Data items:
◆ ◆ ◆ ◆ ◆

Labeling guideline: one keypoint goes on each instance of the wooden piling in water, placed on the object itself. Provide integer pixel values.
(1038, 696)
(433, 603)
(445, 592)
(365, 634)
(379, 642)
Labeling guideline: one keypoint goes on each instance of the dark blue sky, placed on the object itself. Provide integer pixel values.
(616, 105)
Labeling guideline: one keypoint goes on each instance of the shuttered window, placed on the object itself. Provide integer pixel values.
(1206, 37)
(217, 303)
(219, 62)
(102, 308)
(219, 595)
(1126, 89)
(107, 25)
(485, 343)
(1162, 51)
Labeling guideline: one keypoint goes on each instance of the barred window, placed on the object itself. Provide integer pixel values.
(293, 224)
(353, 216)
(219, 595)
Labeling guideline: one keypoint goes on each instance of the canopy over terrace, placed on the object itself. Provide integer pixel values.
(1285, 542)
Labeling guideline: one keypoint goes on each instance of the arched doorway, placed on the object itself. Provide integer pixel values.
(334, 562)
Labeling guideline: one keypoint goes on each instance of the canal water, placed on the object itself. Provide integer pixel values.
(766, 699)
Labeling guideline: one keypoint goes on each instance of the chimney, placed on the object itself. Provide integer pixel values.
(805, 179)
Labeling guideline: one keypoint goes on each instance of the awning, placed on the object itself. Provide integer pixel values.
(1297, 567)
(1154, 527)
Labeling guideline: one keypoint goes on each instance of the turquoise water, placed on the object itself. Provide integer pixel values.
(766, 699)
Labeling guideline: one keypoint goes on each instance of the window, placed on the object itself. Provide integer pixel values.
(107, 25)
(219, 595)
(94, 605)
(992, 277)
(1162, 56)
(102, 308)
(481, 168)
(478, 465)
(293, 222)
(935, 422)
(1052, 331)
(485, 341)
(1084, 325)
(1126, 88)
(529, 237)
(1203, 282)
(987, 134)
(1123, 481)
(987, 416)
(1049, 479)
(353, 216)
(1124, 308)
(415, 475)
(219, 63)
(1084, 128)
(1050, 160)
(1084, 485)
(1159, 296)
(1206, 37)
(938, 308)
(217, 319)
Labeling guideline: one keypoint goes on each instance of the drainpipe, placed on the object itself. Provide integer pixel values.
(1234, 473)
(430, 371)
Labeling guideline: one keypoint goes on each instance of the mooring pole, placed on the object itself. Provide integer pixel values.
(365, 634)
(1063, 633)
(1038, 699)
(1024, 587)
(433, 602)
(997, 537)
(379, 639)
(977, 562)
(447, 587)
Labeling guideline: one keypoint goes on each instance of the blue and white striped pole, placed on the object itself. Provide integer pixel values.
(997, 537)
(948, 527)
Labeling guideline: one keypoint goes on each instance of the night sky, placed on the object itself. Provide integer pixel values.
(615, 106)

◆ ◆ ◆ ◆ ◆

Reproduce the data above in full, changing each occurrence of "keypoint" to "marker" and leaving all other text intact.

Labeling guideline: one marker goes on each instance of the wooden piling in water, placed on the object itself. Provide integer pixel values.
(1038, 696)
(433, 603)
(445, 592)
(365, 634)
(379, 642)
Labeling guideline: one marker goes on each instance of the dark blue sky, placed on the object itself. Provide integer pixel values.
(616, 105)
Labeling guideline: one marker goes on each instance of the shuttered window, placed on the object itself. Provide integer pixel values.
(1206, 37)
(217, 303)
(219, 62)
(102, 308)
(219, 595)
(1126, 89)
(107, 25)
(485, 343)
(1162, 51)
Labeling guideline: one marker goes on each instance of the barred window, placed on the object itself. Provide integer pixel values.
(293, 224)
(353, 216)
(219, 595)
Labeling guideline: one marker goes on each instance of the canopy over terrace, placed on the object itself. Provide integer pixel values.
(1285, 542)
Labeling guideline: one marker goes on each instance of the arched doorway, placed on the object itself. Provide integer pixel values.
(334, 562)
Labeling guideline: one marker goes on each instance of the canal water, placed on the object itself. Provide integer pixel values.
(766, 699)
Labeling guideline: one marker goes on each instance of the chimney, placed on the object itself. Provide integer pixel values.
(805, 179)
Labeling guideline: one marker goes on each instance of the awning, placed on the object itself. Provide integer pixel values.
(1297, 567)
(1154, 527)
Labeling guideline: one marker goes on each instance of the turquoise water, placed on the object itself. Provide integer pixel values.
(766, 699)
Labeling guideline: one marker goes on each instance of the window, placed on the object itself. Provide integer pixel values.
(107, 25)
(219, 595)
(94, 605)
(992, 277)
(1162, 56)
(102, 308)
(481, 168)
(478, 465)
(293, 222)
(935, 422)
(1052, 331)
(485, 341)
(1084, 325)
(1126, 88)
(529, 237)
(1203, 282)
(987, 134)
(1123, 481)
(987, 416)
(1049, 479)
(353, 216)
(1124, 308)
(415, 475)
(219, 63)
(1084, 128)
(1050, 160)
(1084, 485)
(1159, 296)
(1206, 37)
(938, 308)
(217, 319)
Labeling guideline: one marker goes on each instance of the drainpipe, placed on the object itself. Provide integer pixel values.
(1234, 473)
(430, 371)
Labeling guideline: one marker goes on each instance of the mooring pole, placed on the object itself. Provide integer pixel values.
(365, 634)
(1063, 633)
(1038, 699)
(1024, 587)
(433, 602)
(997, 537)
(379, 639)
(977, 562)
(447, 587)
Labeling guideline: one marker goes on each instance of the blue and white striped pole, placed on the object itself. Provide integer pixel values.
(997, 537)
(948, 527)
Labeling guideline: one marker goes on each instance of the night sky, placed on the object itself. Provide integer pixel values.
(615, 106)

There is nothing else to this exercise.